**AZIONI RICHIESTE:**
a) Secondo l'articolo su Ecevit Piroğlu, quale richiesta dei suoi avvocati è stata respinta?
b) Riproduci alla lettera l'articolo su Ecevit Piroğlu a partire da "Il comunista curdo" fino a "24 maggio 2024)" compreso.
c) Riprendi l'articolo su Ecevit Piroğlu dal punto in cui si interrompe.

Il comunista curdo Ecevit Piroğlu, da quasi tre anni detenuto illegalmente in Serbia, continua lo sciopero della fame nonostante la sua vita sia in pericolo. La richiesta dei suoi avvocati di ricoverarlo in ospedale è stata respinta. Piroğlu però resta irremovibile nella sua lotta per la libertà
(Originariamente pubblicato da Novosti , il 24 maggio 2024)
A metà marzo abbiamo scritto dell’agonia vissuta dal cittadino turco Ecevit Piroğlu, da anni ormai rinchiuso illegalmente nelle carceri serbe. Piroğlu è un curdo alevita che in passato aveva partecipato alle rivolte armate contro lo Stato Islamico, motivo per cui – come molti dei suoi connazionali ed esponenti della sinistra turca – è finito nel mirino del regime di Erdoğan.

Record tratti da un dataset
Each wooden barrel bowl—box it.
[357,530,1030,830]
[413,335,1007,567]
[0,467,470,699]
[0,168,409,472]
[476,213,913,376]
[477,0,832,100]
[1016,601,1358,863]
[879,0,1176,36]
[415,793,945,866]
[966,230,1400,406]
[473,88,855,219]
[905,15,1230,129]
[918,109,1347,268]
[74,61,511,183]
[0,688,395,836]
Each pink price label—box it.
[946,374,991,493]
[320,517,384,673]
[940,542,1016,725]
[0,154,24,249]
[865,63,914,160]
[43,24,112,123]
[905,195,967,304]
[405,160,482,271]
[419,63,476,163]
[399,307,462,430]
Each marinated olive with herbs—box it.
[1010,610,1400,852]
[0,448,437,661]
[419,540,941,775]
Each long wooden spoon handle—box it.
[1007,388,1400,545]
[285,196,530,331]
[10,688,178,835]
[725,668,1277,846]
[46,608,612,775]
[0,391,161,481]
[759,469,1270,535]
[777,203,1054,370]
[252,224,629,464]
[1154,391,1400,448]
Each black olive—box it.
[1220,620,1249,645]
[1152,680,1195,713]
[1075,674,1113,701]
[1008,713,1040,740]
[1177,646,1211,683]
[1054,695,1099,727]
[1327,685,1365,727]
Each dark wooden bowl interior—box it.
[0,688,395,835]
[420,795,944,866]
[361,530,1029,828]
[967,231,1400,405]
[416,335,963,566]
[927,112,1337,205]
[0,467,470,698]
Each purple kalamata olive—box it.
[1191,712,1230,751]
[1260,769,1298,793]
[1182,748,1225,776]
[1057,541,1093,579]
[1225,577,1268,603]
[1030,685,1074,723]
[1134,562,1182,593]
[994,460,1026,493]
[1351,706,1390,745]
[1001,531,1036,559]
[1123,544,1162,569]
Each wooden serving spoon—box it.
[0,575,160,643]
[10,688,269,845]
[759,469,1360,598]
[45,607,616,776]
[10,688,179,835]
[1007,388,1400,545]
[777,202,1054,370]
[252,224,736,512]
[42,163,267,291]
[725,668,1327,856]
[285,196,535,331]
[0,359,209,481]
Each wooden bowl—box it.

**RISPOSTE:**
a) La richiesta di ricoverarlo in ospedale.

b)
Il comunista curdo Ecevit Piroğlu, da quasi tre anni detenuto illegalmente in Serbia, continua lo sciopero della fame nonostante la sua vita sia in pericolo. La richiesta dei suoi avvocati di ricoverarlo in ospedale è stata respinta. Piroğlu però resta irremovibile nella sua lotta per la libertà
(Originariamente pubblicato da Novosti , il 24 maggio 2024)

c)
La Turchia, paese membro della NATO, porta avanti una campagna di repressione particolarmente brutale nei confronti di tutti quelli che combattono il terrorismo islamista in Medio Oriente perché, come ormai ben noto, l’ISIS, essendo sorto tra le pieghe della NATO, ha sempre evitato di entrare in conflitto con gli alleati più fedeli degli Stati Uniti in Medio Oriente, ossia con la Turchia e Israele.
Nell’estate del 2021, dopo aver trascorso un periodo nella regione del Rojava, partecipando a lotte vittoriose [contro lo Stato Islamico], Piroğlu aveva deciso di partire per l’Europa. Tuttavia, era stato arrestato all’aeroporto di Belgrado sulla base di un mandato dell’Interpol, a cui ben presto era seguita la richiesta di estradizione in Turchia.
Nel precedente articolo abbiamo parlato del sistema carcerario turco. Volendo riassumere, l’estradizione in Turchia di un uomo di sinistra impegnato in politica, specialmente se di origine curda, significa un processo montato, torture, una lunga pena detentiva, a volte anche la morte.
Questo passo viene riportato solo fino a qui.